■ **WORK ORDER**:
Please set down only the lines between the line containing "As a warehouse robot's perception module, locate green" and the end of the records, inclusive, exactly as they stand.
--- START ---
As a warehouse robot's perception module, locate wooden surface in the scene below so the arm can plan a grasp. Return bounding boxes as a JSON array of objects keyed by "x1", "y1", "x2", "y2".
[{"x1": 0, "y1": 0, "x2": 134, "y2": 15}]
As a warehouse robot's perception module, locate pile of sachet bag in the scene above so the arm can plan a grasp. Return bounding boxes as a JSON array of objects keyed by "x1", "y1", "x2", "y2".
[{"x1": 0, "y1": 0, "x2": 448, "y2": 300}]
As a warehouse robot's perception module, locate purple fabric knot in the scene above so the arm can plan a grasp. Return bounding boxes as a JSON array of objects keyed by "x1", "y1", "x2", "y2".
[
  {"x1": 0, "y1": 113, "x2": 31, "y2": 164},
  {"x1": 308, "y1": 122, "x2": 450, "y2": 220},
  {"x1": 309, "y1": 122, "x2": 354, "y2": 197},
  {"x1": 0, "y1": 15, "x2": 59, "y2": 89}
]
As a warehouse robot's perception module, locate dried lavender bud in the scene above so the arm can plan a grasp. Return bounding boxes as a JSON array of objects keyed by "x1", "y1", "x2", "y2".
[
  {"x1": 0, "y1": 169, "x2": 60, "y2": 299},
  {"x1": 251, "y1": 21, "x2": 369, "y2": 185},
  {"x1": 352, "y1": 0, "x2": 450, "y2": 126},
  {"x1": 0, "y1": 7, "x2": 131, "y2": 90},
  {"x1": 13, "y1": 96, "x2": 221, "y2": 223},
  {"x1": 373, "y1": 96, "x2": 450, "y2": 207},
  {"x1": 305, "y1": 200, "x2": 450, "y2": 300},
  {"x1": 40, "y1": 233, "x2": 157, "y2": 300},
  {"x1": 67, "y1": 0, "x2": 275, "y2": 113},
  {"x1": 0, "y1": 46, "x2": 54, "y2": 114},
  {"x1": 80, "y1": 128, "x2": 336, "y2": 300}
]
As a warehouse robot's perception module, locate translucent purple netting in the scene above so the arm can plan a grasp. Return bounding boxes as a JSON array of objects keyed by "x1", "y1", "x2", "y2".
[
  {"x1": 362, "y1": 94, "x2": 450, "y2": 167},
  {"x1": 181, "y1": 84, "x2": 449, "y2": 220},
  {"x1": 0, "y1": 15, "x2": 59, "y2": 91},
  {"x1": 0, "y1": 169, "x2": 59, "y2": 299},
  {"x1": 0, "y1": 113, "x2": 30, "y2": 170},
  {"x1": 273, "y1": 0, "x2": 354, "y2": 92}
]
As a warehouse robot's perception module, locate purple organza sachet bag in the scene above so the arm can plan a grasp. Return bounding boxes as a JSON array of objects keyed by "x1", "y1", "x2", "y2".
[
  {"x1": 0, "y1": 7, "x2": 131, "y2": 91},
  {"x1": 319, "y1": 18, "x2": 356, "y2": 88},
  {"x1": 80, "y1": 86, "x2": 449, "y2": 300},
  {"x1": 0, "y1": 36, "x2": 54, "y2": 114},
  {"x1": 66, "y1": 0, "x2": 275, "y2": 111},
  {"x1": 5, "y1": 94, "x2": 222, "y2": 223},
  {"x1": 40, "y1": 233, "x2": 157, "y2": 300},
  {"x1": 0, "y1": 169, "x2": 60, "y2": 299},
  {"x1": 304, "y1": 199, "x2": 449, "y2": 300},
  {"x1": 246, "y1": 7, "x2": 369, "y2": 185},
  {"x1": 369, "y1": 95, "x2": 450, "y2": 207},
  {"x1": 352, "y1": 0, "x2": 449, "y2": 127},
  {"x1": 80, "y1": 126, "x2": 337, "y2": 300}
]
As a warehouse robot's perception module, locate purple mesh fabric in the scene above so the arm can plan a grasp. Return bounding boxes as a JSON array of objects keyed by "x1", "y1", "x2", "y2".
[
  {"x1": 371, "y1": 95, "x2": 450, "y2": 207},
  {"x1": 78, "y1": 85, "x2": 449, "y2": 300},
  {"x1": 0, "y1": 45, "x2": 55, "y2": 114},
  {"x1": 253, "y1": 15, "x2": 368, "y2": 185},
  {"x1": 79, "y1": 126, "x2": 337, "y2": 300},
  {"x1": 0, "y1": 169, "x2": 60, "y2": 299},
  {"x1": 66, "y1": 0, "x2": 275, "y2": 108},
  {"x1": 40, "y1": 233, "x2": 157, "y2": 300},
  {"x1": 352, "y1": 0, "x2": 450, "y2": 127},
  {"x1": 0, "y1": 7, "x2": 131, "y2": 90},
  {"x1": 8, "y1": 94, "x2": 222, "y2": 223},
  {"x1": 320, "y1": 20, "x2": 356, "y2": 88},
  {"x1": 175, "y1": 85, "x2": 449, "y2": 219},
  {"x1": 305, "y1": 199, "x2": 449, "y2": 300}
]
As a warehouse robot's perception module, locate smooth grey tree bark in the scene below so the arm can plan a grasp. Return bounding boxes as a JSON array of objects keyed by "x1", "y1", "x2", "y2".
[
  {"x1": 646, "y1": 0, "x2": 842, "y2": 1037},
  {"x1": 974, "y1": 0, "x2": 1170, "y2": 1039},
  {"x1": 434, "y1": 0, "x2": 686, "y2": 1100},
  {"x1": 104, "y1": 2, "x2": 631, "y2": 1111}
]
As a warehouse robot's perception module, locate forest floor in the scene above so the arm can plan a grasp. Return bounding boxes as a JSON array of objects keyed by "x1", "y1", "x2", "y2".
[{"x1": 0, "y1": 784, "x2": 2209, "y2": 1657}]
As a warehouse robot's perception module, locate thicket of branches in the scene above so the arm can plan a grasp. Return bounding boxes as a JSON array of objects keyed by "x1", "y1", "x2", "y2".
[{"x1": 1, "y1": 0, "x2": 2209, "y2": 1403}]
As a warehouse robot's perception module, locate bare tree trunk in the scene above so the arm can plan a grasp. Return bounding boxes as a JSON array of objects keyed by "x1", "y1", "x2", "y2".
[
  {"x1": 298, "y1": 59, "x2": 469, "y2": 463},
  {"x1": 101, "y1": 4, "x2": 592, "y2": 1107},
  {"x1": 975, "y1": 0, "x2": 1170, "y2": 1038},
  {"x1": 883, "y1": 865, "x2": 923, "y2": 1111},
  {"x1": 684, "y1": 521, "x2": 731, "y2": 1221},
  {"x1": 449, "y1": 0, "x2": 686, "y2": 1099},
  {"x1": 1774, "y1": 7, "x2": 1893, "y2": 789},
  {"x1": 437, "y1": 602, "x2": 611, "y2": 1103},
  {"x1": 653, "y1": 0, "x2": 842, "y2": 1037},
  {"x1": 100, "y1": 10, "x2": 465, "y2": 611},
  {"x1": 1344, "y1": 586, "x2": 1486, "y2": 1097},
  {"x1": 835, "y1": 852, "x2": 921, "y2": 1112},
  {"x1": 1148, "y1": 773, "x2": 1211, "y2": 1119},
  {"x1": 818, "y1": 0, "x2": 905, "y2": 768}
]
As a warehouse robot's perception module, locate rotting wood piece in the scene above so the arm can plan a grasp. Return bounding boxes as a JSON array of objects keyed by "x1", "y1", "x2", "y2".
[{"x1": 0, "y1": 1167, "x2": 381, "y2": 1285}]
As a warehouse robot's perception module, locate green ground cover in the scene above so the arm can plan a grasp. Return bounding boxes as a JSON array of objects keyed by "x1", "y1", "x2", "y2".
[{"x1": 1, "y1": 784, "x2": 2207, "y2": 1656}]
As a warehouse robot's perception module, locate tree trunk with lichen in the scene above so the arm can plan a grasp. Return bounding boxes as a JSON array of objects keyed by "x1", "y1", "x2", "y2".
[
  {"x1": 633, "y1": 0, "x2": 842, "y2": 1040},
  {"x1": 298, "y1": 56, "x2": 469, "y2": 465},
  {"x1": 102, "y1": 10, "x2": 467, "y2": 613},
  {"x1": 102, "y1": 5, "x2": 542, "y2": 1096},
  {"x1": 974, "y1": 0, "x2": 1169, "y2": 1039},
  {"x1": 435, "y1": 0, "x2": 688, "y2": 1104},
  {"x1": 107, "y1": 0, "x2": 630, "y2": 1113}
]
--- END ---
■ **ANSWER BOX**:
As a warehouse robot's perception module, locate green ground cover in the scene above so the arm can plan a grasp. Return bounding boxes as a JSON array of objects keyed by "x1", "y1", "x2", "y2".
[{"x1": 1, "y1": 784, "x2": 2207, "y2": 1656}]
As a warehouse robot's perception module, locate tree trunk with lichen in the scene above so the arm can plan a grasp. Return bounding boxes as a JSON array of objects keyed by "x1", "y1", "x2", "y2".
[
  {"x1": 633, "y1": 0, "x2": 842, "y2": 1040},
  {"x1": 298, "y1": 56, "x2": 469, "y2": 465},
  {"x1": 102, "y1": 10, "x2": 467, "y2": 613},
  {"x1": 102, "y1": 5, "x2": 542, "y2": 1096},
  {"x1": 974, "y1": 0, "x2": 1169, "y2": 1039},
  {"x1": 435, "y1": 0, "x2": 688, "y2": 1104},
  {"x1": 107, "y1": 0, "x2": 630, "y2": 1113}
]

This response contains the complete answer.